■ **Your task**: Recast the lines below as a Markdown table with two columns, Row and Line text, numbering each row and omitting blank lines. Leave the pictures out of the table.

■ **Record extracts**:
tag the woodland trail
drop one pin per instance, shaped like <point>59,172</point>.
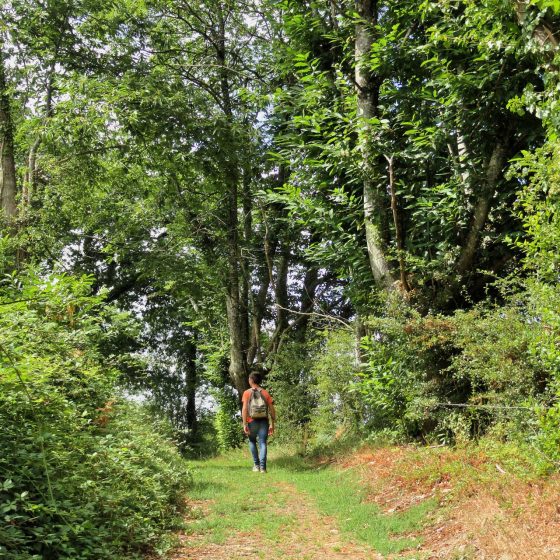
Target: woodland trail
<point>293,512</point>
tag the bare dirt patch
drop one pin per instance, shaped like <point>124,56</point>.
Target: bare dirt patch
<point>486,513</point>
<point>311,536</point>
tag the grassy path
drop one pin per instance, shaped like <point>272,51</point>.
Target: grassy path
<point>296,511</point>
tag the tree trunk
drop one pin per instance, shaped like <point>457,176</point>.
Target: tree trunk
<point>281,296</point>
<point>8,185</point>
<point>399,228</point>
<point>237,363</point>
<point>482,208</point>
<point>190,383</point>
<point>367,87</point>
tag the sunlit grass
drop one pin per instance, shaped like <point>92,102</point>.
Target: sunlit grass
<point>339,494</point>
<point>241,500</point>
<point>244,501</point>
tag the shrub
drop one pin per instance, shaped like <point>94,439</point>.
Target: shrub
<point>82,474</point>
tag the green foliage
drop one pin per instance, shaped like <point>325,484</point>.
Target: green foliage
<point>293,386</point>
<point>460,376</point>
<point>334,371</point>
<point>227,422</point>
<point>83,474</point>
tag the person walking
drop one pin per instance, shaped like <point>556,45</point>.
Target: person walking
<point>258,408</point>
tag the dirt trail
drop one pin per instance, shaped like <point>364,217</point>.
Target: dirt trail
<point>312,536</point>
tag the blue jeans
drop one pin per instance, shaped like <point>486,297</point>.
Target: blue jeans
<point>258,428</point>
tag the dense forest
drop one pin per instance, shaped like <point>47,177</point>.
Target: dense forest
<point>360,200</point>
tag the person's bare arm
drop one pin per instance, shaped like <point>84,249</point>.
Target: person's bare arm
<point>272,414</point>
<point>244,416</point>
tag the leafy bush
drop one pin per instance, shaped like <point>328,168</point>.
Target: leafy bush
<point>464,375</point>
<point>227,422</point>
<point>293,386</point>
<point>82,475</point>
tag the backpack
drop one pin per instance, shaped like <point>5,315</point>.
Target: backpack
<point>257,405</point>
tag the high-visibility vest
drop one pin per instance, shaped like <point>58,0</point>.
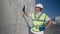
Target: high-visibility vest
<point>38,23</point>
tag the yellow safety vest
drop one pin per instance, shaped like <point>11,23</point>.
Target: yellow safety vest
<point>38,23</point>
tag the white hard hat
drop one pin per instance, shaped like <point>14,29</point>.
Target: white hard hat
<point>39,5</point>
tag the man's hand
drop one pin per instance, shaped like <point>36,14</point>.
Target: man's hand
<point>24,8</point>
<point>49,24</point>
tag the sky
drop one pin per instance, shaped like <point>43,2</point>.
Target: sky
<point>51,7</point>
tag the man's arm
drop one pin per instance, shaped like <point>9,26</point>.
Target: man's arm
<point>25,13</point>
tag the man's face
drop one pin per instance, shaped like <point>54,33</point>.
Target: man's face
<point>37,9</point>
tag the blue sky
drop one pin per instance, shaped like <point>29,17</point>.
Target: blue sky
<point>51,7</point>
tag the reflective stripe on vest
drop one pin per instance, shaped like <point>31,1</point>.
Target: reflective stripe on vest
<point>38,23</point>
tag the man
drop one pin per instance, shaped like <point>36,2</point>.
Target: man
<point>38,20</point>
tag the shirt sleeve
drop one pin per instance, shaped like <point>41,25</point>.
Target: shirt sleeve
<point>47,19</point>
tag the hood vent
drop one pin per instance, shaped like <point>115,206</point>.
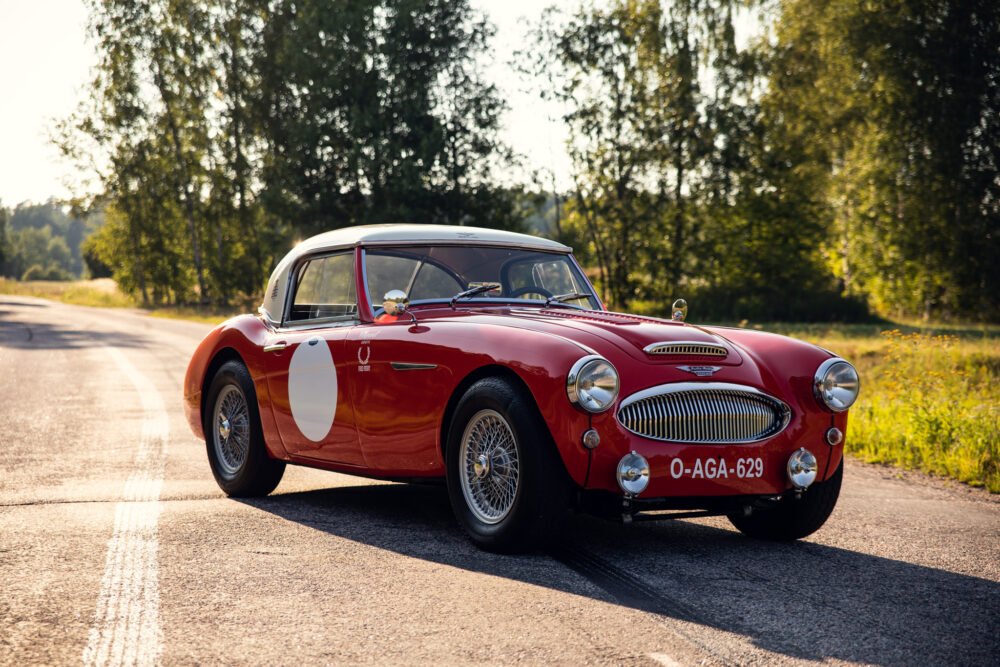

■ **The result**:
| Row | Line text |
|---|---|
| 1 | tag the woodland trail |
| 2 | drop one pin per instance, shaped like <point>59,172</point>. |
| 3 | Target: woodland trail |
| 4 | <point>293,512</point> |
| 5 | tag the bare dirt patch |
| 6 | drop one pin per instance, shaped like <point>124,56</point>. |
| 7 | Target: bare dirt patch |
| 8 | <point>486,513</point> |
| 9 | <point>311,536</point> |
| 10 | tag the grassy path |
| 11 | drop one pin per instance, shaped like <point>272,51</point>. |
| 12 | Target: grassy path |
| 13 | <point>296,511</point> |
| 14 | tag the tree trunk |
| 15 | drop one pin per instance, shaped like <point>457,176</point>. |
| 16 | Target: tree trunk |
| 17 | <point>281,296</point> |
| 18 | <point>8,185</point> |
| 19 | <point>399,228</point> |
| 20 | <point>237,363</point> |
| 21 | <point>482,208</point> |
| 22 | <point>190,383</point> |
| 23 | <point>367,87</point> |
| 24 | tag the sunlit grass |
| 25 | drop one pin per instance, shaped like <point>92,102</point>. |
| 26 | Target: sunlit grass |
| 27 | <point>339,494</point> |
| 28 | <point>241,500</point> |
| 29 | <point>244,501</point> |
| 30 | tag the shrub |
| 31 | drop one pin per instance, shaped like <point>94,439</point>. |
| 32 | Target: shrub |
| 33 | <point>82,474</point> |
| 34 | tag the green foliage |
| 35 | drop one pin per instance, shaped like <point>325,484</point>. |
| 36 | Target: green foliage |
| 37 | <point>293,386</point> |
| 38 | <point>460,376</point> |
| 39 | <point>334,371</point> |
| 40 | <point>227,422</point> |
| 41 | <point>83,474</point> |
| 42 | tag the person walking |
| 43 | drop one pin per instance, shaped like <point>556,45</point>. |
| 44 | Target: person walking |
| 45 | <point>258,408</point> |
| 46 | tag the dirt trail |
| 47 | drop one pin per instance, shaped like <point>364,217</point>. |
| 48 | Target: dirt trail |
| 49 | <point>312,536</point> |
| 50 | tag the blue jeans |
| 51 | drop one pin per instance, shaped like <point>486,297</point>. |
| 52 | Target: blue jeans |
| 53 | <point>258,428</point> |
| 54 | tag the dense forest |
| 55 | drop one pin per instance, shaped like <point>47,177</point>. |
| 56 | Target: dense forest |
| 57 | <point>360,200</point> |
| 58 | tag the person's bare arm |
| 59 | drop one pin per instance, shaped like <point>84,249</point>. |
| 60 | Target: person's bare arm |
| 61 | <point>272,414</point> |
| 62 | <point>244,416</point> |
| 63 | tag the leafy bush |
| 64 | drop one pin per instance, shaped like <point>328,168</point>. |
| 65 | Target: leafy bush |
| 66 | <point>464,375</point> |
| 67 | <point>227,422</point> |
| 68 | <point>293,386</point> |
| 69 | <point>82,475</point> |
| 70 | tag the backpack |
| 71 | drop one pin per instance, shaped like <point>5,315</point>. |
| 72 | Target: backpack |
| 73 | <point>257,405</point> |
| 74 | tag the high-visibility vest |
| 75 | drop one pin per instance, shaped like <point>58,0</point>. |
| 76 | Target: high-visibility vest |
| 77 | <point>38,23</point> |
| 78 | tag the yellow safety vest |
| 79 | drop one pin per instance, shaped like <point>11,23</point>. |
| 80 | Target: yellow safety vest |
| 81 | <point>38,23</point> |
| 82 | tag the white hard hat |
| 83 | drop one pin per instance, shaped like <point>14,29</point>. |
| 84 | Target: white hard hat |
| 85 | <point>39,5</point> |
| 86 | tag the man's hand |
| 87 | drop one pin per instance, shaped like <point>36,14</point>. |
| 88 | Target: man's hand |
| 89 | <point>24,8</point> |
| 90 | <point>49,24</point> |
| 91 | tag the sky |
| 92 | drop one pin per instance, shaped like <point>43,2</point>. |
| 93 | Target: sky |
| 94 | <point>51,7</point> |
| 95 | tag the man's arm |
| 96 | drop one pin per instance, shaped like <point>9,26</point>. |
| 97 | Target: man's arm |
| 98 | <point>25,13</point> |
| 99 | tag the man's face |
| 100 | drop one pin per instance, shaped like <point>54,33</point>. |
| 101 | Target: man's face |
| 102 | <point>37,9</point> |
| 103 | tag the blue sky |
| 104 | drop one pin per instance, shaped like <point>29,17</point>. |
| 105 | Target: blue sky |
| 106 | <point>51,7</point> |
| 107 | tag the reflective stripe on vest |
| 108 | drop one pin per instance, shaped like <point>31,1</point>. |
| 109 | Target: reflective stripe on vest |
| 110 | <point>38,23</point> |
| 111 | tag the man |
| 112 | drop one pin per instance, shaped like <point>36,2</point>. |
| 113 | Target: man |
| 114 | <point>38,20</point> |
| 115 | tag the shirt sleeve |
| 116 | drop one pin per instance, shaped like <point>41,25</point>. |
| 117 | Target: shirt sleeve |
| 118 | <point>47,19</point> |
| 119 | tag the hood vent |
| 120 | drop one pin per instance, shaped like <point>115,206</point>. |